STUDY TEXT

Family living conditions in childhood are associated with significant effects in DNA that persist well into middle age, according to new research.
The research team — from McGill University in Montreal, the University of British Columbia in Vancouver, and the University College London (UCL) Institute of Child Health in London — looked for gene methylation associated with social and economic factors in early life. They found differences between those brought up in families with very high and very low standards of living.
More than twice as many differences were associated with the effects of early upbringing — from wealth to housing conditions to the occupations of parents — than were associated with the current socioeconomic conditions in adulthood. Researchers say they found 1,252 differences from early upbringing, compared to 545 for current conditions.
The findings could help explain why the health disadvantages associated with low socioeconomic conditions can remain for life, despite later improvements in living conditions, according to the researchers.
The study set out to explore the way early conditions in a child’s life might become “biologically embedded” and continue to influence health, for better or worse, throughout life. The scientists looked at DNA methylation, an external gene modification that is linked to lasting changes in gene activity, which can lead to potential health risks.
Researchers focused on 40 men who are part of the British Birth Cohort Study, which has followed more than 10,000 people born in March 1958 from birth to adulthood. The researchers studied DNA from blood samples taken when the participants were 45 years old.
Researchers chose people who experienced either very high or very low standards of living as children or adults. Their analysis measured DNA methylation differences between socioeconomic groups at the control regions of over 20,000 genes.
“This is the first time we’ve been able to make the link between the economics of early life and the biochemistry of DNA,” says Moshe Szyf, Ph.D., McGill professor of pharmacology.
“If we think of the genome as sentences, your DNA — or letters — are what is inherited from your father and mother,” he continued. “The DNA methylation is like the punctuation marks that determine how the letters should be combined into sentences and paragraphs that are read differently in the different organs of the body — the heart, the brain, and so on. What we’ve learned is that these punctuation marks are attentive to signals that come from the environment, and that they take cues from living conditions in childhood. Essentially, they act as a mechanism, we believe, for adapting the DNA to the fast-changing world.”

SUPPLIED INFORMATION
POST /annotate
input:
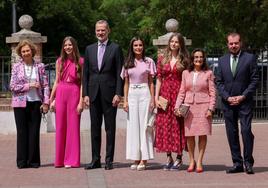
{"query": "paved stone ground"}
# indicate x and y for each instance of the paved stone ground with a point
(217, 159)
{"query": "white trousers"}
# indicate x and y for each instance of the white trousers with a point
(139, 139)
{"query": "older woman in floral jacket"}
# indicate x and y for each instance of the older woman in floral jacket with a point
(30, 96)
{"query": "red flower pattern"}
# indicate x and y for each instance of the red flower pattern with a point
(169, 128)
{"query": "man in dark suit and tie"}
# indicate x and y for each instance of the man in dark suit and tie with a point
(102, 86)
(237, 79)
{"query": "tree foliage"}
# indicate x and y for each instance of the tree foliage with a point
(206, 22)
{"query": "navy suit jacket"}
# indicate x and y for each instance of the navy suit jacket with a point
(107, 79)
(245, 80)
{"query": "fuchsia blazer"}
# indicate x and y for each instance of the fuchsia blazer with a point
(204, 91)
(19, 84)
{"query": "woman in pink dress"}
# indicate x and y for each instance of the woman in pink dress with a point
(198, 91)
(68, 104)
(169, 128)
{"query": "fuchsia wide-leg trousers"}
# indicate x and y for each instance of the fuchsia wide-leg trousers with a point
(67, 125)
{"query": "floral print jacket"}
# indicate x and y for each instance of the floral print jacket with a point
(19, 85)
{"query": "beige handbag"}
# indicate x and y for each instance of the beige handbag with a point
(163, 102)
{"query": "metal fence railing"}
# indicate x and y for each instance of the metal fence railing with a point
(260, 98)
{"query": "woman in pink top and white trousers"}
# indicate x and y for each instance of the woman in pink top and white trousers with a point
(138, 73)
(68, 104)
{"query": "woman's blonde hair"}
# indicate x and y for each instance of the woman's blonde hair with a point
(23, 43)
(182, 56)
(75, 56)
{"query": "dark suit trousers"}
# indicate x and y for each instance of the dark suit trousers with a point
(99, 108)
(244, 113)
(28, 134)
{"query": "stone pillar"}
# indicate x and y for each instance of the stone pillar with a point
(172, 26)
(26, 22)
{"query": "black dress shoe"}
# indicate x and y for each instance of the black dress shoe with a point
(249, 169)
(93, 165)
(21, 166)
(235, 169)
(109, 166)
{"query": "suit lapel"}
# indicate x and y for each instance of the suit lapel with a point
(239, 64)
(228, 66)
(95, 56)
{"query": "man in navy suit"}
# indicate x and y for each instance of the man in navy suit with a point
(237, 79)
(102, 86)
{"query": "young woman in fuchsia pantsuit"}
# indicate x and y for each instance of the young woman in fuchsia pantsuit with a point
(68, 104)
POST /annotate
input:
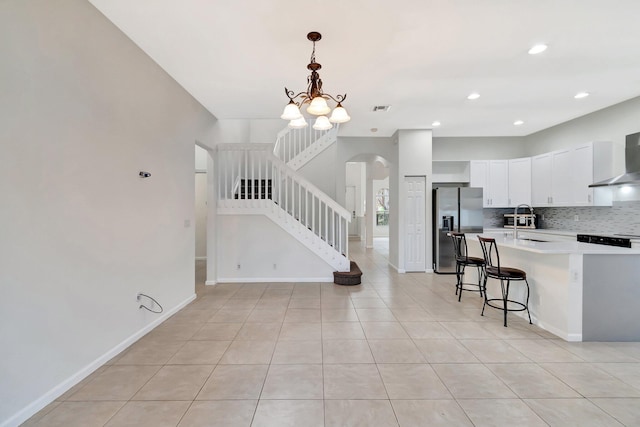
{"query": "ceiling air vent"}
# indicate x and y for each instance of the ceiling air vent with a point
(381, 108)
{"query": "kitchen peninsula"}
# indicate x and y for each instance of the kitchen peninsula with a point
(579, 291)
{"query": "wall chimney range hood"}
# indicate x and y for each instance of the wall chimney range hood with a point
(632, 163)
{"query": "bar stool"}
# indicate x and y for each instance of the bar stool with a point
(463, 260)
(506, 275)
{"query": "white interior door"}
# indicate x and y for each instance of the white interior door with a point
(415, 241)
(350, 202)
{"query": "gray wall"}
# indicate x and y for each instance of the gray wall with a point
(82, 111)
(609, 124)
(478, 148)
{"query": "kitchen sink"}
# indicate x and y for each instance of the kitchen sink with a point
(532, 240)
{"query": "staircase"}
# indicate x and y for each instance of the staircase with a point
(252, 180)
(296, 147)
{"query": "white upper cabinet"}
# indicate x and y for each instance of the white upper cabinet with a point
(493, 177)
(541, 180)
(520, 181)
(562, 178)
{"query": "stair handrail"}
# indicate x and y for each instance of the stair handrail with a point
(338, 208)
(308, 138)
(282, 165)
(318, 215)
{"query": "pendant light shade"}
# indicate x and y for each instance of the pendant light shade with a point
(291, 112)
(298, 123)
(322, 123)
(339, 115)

==

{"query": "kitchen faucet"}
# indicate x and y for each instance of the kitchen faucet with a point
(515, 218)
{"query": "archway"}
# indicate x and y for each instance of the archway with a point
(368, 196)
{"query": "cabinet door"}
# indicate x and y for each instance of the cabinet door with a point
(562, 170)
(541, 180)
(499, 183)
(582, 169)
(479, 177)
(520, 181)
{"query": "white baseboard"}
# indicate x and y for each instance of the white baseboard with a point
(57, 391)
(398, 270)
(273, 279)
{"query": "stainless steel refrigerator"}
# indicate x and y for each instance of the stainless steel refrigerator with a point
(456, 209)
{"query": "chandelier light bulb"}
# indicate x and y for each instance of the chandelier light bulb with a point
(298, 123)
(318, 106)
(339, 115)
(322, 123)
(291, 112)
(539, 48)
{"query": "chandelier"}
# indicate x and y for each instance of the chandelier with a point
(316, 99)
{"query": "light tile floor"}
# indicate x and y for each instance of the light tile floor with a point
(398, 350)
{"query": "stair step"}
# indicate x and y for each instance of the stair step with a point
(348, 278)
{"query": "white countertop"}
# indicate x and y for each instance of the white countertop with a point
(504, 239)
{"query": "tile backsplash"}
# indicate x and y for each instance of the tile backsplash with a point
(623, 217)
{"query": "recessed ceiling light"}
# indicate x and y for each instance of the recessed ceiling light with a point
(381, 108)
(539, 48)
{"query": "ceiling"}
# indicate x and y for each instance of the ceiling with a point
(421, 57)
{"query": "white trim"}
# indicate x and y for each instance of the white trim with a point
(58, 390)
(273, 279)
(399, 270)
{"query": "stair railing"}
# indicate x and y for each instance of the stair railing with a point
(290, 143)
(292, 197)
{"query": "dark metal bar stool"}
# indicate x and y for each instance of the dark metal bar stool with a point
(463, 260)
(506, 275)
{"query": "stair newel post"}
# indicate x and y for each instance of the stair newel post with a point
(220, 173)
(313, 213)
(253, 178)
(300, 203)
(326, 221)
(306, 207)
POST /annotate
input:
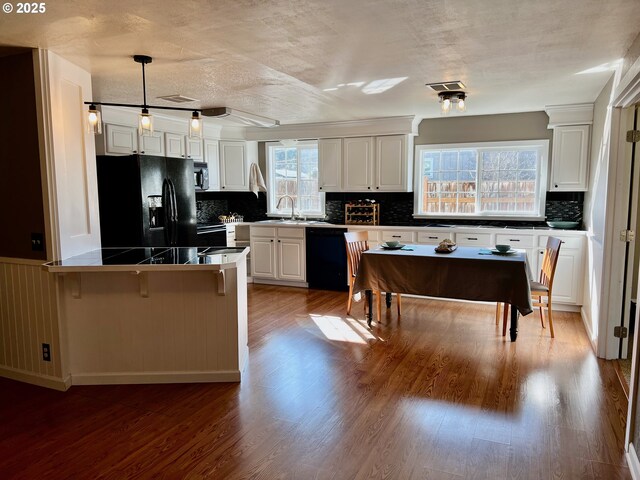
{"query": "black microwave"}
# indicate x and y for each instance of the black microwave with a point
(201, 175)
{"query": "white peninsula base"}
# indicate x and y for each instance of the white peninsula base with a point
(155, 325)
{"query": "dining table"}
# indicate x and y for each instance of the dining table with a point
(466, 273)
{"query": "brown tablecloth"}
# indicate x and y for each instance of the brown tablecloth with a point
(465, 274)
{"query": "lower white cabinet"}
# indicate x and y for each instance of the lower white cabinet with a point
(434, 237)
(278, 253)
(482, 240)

REQUIRED ACTIONS
1. Answer these questions using the article on childhood conditions and DNA:
(a) How many differences did researchers find from early upbringing, and how many for current conditions?
(b) At what age were the blood samples taken from the participants?
(c) At the control regions of how many genes were methylation differences measured?
2. List every institution named in the article on childhood conditions and DNA as part of the research team.
3. From the article on childhood conditions and DNA, extract the passage starting at "The findings could" up to and including "45 years old.".

EXPECTED RESULTS
1.
(a) 1,252 from early upbringing and 545 for current conditions.
(b) 45 years old.
(c) Over 20,000 genes.

2.
- McGill University in Montreal
- The University of British Columbia in Vancouver
- The University College London (UCL) Institute of Child Health in London

3.
The findings could help explain why the health disadvantages associated with low socioeconomic conditions can remain for life, despite later improvements in living conditions, according to the researchers.
The study set out to explore the way early conditions in a child’s life might become “biologically embedded” and continue to influence health, for better or worse, throughout life. The scientists looked at DNA methylation, an external gene modification that is linked to lasting changes in gene activity, which can lead to potential health risks.
Researchers focused on 40 men who are part of the British Birth Cohort Study, which has followed more than 10,000 people born in March 1958 from birth to adulthood. The researchers studied DNA from blood samples taken when the participants were 45 years old.